Data excerpts:
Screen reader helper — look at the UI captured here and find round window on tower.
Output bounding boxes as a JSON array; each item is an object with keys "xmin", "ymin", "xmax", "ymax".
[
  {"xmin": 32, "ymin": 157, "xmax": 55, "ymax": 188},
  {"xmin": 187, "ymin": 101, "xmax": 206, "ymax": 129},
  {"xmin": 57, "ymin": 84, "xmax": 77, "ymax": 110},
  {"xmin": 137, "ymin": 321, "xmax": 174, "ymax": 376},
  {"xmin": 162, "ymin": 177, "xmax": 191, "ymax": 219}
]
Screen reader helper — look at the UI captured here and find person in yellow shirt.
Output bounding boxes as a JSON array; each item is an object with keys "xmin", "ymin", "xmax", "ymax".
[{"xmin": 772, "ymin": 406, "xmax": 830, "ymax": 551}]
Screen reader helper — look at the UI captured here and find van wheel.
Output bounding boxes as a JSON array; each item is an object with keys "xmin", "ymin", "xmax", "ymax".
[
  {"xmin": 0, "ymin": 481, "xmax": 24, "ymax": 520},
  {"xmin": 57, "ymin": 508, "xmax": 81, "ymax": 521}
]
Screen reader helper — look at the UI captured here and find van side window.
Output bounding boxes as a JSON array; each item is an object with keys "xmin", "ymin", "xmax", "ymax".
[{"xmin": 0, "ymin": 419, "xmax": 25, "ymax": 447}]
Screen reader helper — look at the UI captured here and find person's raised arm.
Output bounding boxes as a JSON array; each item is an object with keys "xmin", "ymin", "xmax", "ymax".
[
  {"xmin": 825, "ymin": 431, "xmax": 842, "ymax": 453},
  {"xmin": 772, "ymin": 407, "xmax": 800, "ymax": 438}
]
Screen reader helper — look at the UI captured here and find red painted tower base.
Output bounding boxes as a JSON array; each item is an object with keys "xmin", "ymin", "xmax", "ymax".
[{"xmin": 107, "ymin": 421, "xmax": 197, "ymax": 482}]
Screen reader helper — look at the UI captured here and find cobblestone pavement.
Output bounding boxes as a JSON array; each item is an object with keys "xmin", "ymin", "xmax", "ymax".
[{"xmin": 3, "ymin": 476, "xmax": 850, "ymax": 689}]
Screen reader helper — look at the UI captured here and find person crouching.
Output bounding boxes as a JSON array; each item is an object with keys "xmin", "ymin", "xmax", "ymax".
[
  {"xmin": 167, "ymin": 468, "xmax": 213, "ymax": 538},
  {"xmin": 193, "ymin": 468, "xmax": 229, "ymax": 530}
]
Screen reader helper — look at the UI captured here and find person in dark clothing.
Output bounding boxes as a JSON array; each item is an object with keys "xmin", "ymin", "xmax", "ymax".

What needs to be done: In the entries above, find the line holding "in yellow shirt." and the line holding "painted tower base."; print both of them and every line between, exactly, and nothing else.

Response to this exercise:
Screen reader helper — look at the UI captured here and find person in yellow shirt.
Output bounding boxes as a JSON array; each item is an object with keys "xmin", "ymin", "xmax", "ymax".
[{"xmin": 772, "ymin": 406, "xmax": 830, "ymax": 551}]
Screen reader helper — look at the UI captured here and find van wheel.
Output bounding boxes as a JSON array; each item is an object with keys "xmin", "ymin", "xmax", "ymax".
[
  {"xmin": 0, "ymin": 481, "xmax": 24, "ymax": 520},
  {"xmin": 57, "ymin": 508, "xmax": 81, "ymax": 521}
]
Screen reader helper — look at the UI captured here and find van side window.
Output bounding boxes as a JSON array; each item is an object with keys "xmin", "ymin", "xmax", "ymax".
[{"xmin": 0, "ymin": 419, "xmax": 25, "ymax": 447}]
Screen reader helper — look at the UI captured here and find person's raised arm.
Output bounding boxes as a JSON array; each item is an object with keys "xmin", "ymin", "xmax", "ymax".
[
  {"xmin": 825, "ymin": 431, "xmax": 842, "ymax": 453},
  {"xmin": 772, "ymin": 407, "xmax": 800, "ymax": 438}
]
Screen reader helper — look at the UI captured here and find red painted tower base.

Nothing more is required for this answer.